- **Exercise goal**
Render the material from the line with "point: bird's foot" up to and including the line with "column 378, row 482" as a Markdown table with two columns, Entry and Text, giving each line a running number under Entry and skipping blank lines.

───── Provided entries

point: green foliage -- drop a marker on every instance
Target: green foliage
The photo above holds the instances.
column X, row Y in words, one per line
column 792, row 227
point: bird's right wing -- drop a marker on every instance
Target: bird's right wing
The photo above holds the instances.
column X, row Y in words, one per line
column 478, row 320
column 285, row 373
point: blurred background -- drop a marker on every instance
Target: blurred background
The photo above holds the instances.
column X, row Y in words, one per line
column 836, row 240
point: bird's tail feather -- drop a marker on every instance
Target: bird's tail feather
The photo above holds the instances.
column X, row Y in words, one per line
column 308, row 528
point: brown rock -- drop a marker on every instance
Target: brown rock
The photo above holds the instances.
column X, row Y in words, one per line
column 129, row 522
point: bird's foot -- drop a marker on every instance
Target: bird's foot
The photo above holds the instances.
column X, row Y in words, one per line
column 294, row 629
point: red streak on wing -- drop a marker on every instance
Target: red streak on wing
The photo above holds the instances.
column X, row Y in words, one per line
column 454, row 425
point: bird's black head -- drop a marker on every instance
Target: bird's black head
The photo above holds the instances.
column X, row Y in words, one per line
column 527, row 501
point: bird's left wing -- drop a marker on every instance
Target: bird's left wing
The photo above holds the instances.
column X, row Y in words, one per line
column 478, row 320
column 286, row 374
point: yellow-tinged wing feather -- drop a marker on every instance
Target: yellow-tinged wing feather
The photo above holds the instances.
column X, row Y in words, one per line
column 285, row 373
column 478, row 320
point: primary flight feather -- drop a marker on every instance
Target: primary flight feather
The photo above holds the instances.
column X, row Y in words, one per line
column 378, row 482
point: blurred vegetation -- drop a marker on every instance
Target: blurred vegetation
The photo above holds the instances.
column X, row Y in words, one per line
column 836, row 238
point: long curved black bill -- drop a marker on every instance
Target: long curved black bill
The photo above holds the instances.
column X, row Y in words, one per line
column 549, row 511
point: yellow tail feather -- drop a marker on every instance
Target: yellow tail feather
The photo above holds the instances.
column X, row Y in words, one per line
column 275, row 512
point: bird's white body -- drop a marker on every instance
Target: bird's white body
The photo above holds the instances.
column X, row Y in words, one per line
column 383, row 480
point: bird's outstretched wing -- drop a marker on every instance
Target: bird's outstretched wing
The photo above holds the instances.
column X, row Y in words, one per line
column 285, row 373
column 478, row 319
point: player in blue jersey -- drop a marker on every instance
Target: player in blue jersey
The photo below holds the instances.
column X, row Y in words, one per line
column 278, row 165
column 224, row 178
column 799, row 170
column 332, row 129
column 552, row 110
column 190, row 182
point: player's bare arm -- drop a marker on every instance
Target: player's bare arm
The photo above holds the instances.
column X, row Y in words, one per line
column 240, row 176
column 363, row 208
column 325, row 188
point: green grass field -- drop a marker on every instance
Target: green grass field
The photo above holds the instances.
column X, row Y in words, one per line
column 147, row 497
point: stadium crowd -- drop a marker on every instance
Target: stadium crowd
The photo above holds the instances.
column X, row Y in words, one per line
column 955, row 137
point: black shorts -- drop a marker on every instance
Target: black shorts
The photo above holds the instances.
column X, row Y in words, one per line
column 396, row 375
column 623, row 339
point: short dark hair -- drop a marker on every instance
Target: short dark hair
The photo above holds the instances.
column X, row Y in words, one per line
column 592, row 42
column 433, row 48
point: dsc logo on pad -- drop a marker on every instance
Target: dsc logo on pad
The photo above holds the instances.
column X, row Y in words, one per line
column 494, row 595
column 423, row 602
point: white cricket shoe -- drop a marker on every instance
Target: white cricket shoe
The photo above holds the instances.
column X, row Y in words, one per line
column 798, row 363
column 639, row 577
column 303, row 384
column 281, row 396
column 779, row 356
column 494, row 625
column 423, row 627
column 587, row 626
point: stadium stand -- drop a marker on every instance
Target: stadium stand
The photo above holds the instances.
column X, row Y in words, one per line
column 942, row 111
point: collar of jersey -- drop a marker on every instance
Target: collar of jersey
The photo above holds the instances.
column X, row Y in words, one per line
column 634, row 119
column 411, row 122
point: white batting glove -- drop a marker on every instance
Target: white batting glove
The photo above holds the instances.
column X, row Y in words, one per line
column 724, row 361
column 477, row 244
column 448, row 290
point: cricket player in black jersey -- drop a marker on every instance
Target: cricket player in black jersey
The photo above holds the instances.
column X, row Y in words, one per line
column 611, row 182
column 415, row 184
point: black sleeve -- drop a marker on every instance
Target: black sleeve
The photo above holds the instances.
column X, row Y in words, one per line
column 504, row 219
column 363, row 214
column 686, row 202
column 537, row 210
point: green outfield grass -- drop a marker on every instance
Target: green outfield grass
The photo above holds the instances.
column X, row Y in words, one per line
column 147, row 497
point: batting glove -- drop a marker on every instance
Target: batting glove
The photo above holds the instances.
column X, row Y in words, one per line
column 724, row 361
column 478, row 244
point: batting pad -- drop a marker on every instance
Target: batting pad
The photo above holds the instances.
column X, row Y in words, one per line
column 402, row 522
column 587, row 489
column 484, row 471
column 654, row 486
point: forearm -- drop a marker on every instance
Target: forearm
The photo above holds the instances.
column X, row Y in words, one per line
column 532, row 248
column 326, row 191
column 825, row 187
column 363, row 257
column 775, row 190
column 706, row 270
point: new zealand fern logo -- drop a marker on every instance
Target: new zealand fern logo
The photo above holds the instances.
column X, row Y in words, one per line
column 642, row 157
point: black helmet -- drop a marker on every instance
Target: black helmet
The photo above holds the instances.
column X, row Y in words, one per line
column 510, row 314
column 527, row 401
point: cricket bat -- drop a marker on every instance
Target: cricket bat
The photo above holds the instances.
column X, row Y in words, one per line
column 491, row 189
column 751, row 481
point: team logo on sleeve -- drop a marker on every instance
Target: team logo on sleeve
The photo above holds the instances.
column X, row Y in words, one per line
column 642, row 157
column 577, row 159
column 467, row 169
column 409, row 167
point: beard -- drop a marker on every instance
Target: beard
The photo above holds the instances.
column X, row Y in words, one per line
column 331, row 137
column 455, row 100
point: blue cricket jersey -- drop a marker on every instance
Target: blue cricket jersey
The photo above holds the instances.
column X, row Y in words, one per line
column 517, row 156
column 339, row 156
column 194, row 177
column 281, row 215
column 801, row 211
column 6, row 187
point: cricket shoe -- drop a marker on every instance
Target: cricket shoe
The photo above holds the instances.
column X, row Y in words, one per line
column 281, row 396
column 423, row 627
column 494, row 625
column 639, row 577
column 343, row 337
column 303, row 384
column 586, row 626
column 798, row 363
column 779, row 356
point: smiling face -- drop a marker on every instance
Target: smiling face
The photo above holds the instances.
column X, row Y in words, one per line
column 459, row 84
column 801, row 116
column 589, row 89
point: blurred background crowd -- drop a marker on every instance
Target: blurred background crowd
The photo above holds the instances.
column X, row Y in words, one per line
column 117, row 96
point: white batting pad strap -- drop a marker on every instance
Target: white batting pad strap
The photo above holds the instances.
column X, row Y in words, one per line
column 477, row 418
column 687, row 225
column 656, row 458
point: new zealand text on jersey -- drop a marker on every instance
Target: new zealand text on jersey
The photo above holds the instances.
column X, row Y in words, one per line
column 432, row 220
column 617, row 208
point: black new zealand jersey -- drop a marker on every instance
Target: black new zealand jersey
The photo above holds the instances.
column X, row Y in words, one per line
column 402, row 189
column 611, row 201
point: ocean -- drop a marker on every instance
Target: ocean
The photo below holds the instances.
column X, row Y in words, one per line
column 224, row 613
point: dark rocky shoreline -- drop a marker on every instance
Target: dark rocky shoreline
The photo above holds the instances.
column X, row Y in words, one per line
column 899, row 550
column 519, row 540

──────────

- **Output of the task**
| Entry | Text |
|---|---|
| 1 | point: bird's foot -- drop a marker on every instance |
| 2 | Target: bird's foot |
| 3 | The photo above holds the instances. |
| 4 | column X, row Y in words, one per line |
| 5 | column 294, row 629 |
| 6 | point: red streak on wing -- drop a marker on every instance |
| 7 | Target: red streak on wing |
| 8 | The photo above holds the instances. |
| 9 | column X, row Y in words, one per line |
| 10 | column 454, row 425 |
| 11 | point: bird's black head -- drop a marker on every instance |
| 12 | Target: bird's black head |
| 13 | The photo above holds the instances. |
| 14 | column X, row Y in words, one per line |
| 15 | column 527, row 501 |
| 16 | point: bird's left wing -- drop a marker on every instance |
| 17 | Target: bird's left wing |
| 18 | The photo above holds the instances. |
| 19 | column X, row Y in words, one per line |
| 20 | column 478, row 320 |
| 21 | column 286, row 374 |
| 22 | point: yellow-tinged wing feather -- drop a marker on every instance |
| 23 | Target: yellow-tinged wing feather |
| 24 | The photo above holds the instances. |
| 25 | column X, row Y in words, one per line |
| 26 | column 285, row 373 |
| 27 | column 478, row 320 |
| 28 | point: primary flight feather -- drop a marker on every instance |
| 29 | Target: primary flight feather |
| 30 | The photo above holds the instances. |
| 31 | column X, row Y in words, one per line |
| 32 | column 378, row 482 |